─── Texto de lectura ───
Desde sus días mozos en la política, cuando en 1982 se le encomendó la promoción de la campaña, sentimental, simbólica (el triunfo del PRI estaba garantizado de antemano), del poeta Carlos Pellicer como candidato a senador por Tabasco, Andrés Manuel López Obrador mostró su adicción al papel impreso con tinta, a luchar por un espacio en los periódicos. Creció con esa obsesión, y parece ser imposible que se desprenda de ella. 

La mañana de este miércoles, desde el megáfono de propaganda que suponen sus conferencias mañaneras, el mandatario fue transparente con respecto a su incapacidad de mostrar desapego por lo que dice la prensa, que para él es un reducido grupo de diarios capitalinos y un todavía más escaso nicho de analistas y columnistas políticos. Otra vez echó mano de ellos para distraer la atención de una agenda cada vez más compleja y adversa para su administración. Y se sacó de la chistera la idea del “Quién es quién en las fake news (noticias falsas)”.

No parece haber muchas novedades en la estrategia del político tabasqueño sobre la prensa. Impedido para una reflexión que mejore sus instintos primarios –que le han funcionado, aunque cada vez menos–, opta por la fórmula de pretender desautorizar, deslegitimar e incluso deshumanizar a la prensa. No es una maniobra que haya inventado; la tomó de otros líderes de la región y más allá, el más notable sin duda, el norteamericano Donald Trump, cuya intentona tuvo efectos contrarios a los que buscaba: alentó un auge en la circulación y la credibilidad de la prensa de Estados Unidos, y cuando se presentó a elecciones… bueno, ya sabemos cómo le fue.
───
• [Consigna 1]:
Responde estas preguntas sobre el texto acerca de López Obrador y la prensa:
(a) ¿En qué año se le encomendó promover la campaña de Carlos Pellicer como candidato a senador?
(b) ¿Qué idea se sacó de la chistera el mandatario la mañana de este miércoles?
(c) ¿Qué líder aparece como el más notable de aquellos de quienes tomó su maniobra contra la prensa?
El texto y los registros no guardan ninguna relación entre sí.
─── Registros de la tarea ───
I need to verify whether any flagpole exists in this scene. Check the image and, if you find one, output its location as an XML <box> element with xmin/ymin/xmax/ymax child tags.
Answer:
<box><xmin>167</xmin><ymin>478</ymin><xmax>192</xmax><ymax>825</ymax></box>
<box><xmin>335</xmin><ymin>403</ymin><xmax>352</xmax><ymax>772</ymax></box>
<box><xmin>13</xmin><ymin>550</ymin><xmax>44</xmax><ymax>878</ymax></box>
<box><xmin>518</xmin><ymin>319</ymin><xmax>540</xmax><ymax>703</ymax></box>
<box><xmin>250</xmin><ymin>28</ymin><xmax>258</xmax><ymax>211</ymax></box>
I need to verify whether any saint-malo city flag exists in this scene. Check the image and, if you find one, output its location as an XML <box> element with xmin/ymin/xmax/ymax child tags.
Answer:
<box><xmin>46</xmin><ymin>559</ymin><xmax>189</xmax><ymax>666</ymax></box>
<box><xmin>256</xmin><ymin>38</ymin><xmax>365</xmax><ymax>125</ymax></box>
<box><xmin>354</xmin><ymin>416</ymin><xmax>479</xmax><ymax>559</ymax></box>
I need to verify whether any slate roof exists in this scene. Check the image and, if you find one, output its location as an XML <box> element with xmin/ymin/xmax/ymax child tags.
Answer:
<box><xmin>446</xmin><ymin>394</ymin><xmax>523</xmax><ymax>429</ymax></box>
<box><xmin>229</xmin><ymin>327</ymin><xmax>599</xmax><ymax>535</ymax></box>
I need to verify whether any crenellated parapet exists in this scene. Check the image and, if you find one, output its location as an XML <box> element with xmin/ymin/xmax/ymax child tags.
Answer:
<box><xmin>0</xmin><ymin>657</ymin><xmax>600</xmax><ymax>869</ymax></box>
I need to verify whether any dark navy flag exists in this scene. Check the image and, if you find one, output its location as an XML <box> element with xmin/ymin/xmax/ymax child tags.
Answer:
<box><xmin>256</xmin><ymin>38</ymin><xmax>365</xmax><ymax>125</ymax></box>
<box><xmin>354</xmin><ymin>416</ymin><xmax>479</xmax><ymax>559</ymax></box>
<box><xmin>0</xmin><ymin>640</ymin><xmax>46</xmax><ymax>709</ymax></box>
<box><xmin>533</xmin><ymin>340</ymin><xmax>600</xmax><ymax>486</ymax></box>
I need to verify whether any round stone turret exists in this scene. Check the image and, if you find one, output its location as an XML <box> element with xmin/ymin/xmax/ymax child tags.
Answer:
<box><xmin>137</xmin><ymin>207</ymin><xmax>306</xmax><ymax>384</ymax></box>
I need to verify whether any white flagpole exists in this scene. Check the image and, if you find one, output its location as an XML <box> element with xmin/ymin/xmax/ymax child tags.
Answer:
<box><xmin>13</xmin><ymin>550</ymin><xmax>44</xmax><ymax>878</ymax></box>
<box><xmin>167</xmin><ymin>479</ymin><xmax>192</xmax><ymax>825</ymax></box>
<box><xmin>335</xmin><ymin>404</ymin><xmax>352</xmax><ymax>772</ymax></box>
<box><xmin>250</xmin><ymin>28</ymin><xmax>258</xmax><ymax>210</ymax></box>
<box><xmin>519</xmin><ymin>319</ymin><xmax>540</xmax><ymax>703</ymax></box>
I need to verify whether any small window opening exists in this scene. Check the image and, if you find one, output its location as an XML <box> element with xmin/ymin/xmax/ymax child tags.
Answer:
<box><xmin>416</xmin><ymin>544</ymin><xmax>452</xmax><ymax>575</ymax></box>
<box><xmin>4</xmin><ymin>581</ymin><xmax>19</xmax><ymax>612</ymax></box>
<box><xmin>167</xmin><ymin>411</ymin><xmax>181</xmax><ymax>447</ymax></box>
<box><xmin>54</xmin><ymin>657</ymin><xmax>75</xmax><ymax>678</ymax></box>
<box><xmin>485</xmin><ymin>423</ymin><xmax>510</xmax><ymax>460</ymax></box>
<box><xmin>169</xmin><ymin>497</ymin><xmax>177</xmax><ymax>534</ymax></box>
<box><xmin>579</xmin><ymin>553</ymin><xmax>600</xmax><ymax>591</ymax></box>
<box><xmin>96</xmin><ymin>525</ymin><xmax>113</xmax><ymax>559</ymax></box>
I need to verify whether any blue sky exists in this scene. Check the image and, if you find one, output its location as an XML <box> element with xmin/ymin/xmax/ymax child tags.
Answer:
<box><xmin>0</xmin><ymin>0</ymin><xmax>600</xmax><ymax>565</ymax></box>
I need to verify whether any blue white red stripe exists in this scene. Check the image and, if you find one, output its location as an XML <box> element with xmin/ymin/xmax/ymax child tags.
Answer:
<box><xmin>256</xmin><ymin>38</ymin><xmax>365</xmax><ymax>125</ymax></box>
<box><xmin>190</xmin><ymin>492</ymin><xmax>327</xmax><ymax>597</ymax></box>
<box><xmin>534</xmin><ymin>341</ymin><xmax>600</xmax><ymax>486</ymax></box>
───
• [Consigna 2]: Selecciona todas las líneas de los registros que contengan la palabra "white" y cópialas. Se distinguen mayúsculas y minúsculas.

• [Solución 1]:
(a) En 1982.
(b) La del "Quién es quién en las fake news (noticias falsas)".
(c) El norteamericano Donald Trump.

• [Solución 2]:
I need to verify whether any white flagpole exists in this scene. Check the image and, if you find one, output its location as an XML <box> element with xmin/ymin/xmax/ymax child tags.
I need to verify whether any blue white red stripe exists in this scene. Check the image and, if you find one, output its location as an XML <box> element with xmin/ymin/xmax/ymax child tags.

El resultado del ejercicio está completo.